STATED PROBLEM:
Gather every line of the data below that contains the word "vegetation", treating uppercase and lowercase as different.

DATA SHOWN:
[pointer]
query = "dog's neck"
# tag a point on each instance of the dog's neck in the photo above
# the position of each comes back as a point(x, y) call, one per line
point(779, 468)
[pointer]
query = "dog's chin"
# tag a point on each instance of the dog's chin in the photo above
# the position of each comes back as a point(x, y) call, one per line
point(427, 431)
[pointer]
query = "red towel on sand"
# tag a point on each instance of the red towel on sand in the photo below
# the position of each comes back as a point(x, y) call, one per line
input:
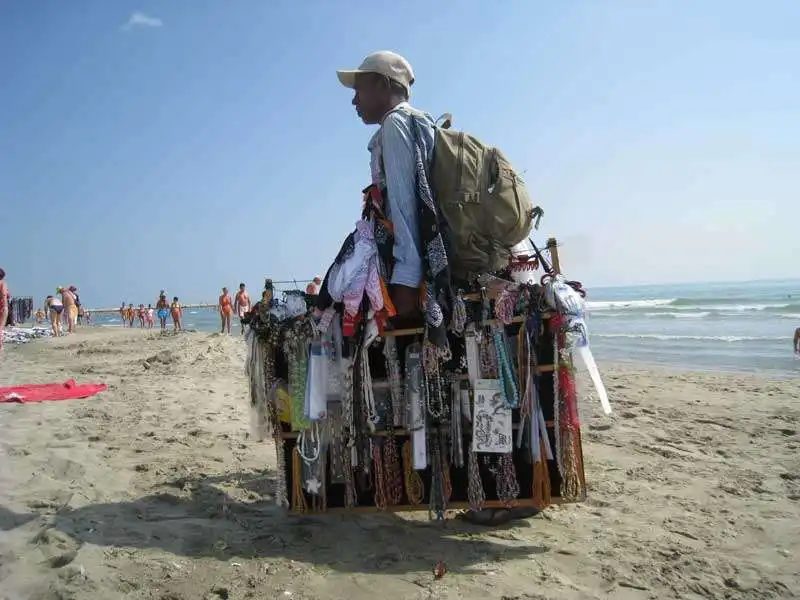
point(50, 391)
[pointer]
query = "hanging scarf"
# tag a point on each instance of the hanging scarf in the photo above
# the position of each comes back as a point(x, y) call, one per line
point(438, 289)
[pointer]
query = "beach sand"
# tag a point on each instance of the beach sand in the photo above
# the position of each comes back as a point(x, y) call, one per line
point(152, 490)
--
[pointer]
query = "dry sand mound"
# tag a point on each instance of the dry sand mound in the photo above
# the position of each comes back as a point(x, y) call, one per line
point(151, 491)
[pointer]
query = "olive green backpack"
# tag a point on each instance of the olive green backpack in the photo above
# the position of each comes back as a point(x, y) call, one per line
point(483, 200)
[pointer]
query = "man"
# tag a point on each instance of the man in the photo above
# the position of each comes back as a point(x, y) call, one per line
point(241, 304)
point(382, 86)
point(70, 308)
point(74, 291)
...
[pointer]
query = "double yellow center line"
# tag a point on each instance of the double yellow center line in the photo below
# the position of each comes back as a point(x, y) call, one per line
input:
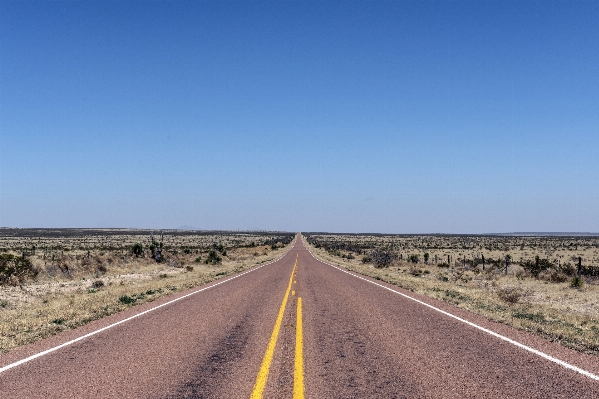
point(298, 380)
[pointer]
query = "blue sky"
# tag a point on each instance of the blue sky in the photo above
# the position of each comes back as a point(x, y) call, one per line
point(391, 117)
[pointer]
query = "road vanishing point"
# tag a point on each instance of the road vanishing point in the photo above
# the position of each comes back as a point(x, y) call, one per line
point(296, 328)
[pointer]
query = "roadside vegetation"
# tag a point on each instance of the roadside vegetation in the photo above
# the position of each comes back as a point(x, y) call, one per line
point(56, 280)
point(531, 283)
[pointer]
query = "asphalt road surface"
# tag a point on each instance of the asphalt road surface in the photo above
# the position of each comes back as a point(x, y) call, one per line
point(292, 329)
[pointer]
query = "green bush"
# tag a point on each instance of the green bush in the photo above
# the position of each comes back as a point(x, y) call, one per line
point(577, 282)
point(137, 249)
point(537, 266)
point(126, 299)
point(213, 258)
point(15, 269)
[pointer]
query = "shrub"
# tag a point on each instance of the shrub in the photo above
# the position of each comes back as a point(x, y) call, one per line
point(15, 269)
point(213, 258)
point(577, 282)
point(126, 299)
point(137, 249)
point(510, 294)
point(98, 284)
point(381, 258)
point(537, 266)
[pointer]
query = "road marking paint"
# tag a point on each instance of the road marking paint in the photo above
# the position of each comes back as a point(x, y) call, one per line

REPLY:
query = "roadside vegetation"
# tag a point on each instance of the roadside vegetation in the photo above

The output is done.